Requirement | Lines with "written" in the records below: say how many there are, and add nothing.

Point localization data
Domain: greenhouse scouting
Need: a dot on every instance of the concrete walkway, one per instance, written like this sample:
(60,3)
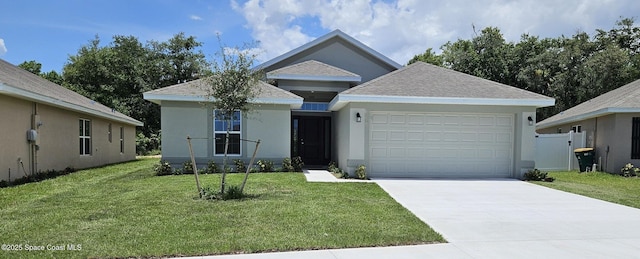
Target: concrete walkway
(505,218)
(499,218)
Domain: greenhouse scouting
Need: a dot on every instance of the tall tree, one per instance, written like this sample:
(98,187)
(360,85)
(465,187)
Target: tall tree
(571,69)
(118,73)
(31,66)
(36,68)
(232,86)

Solved problem | 2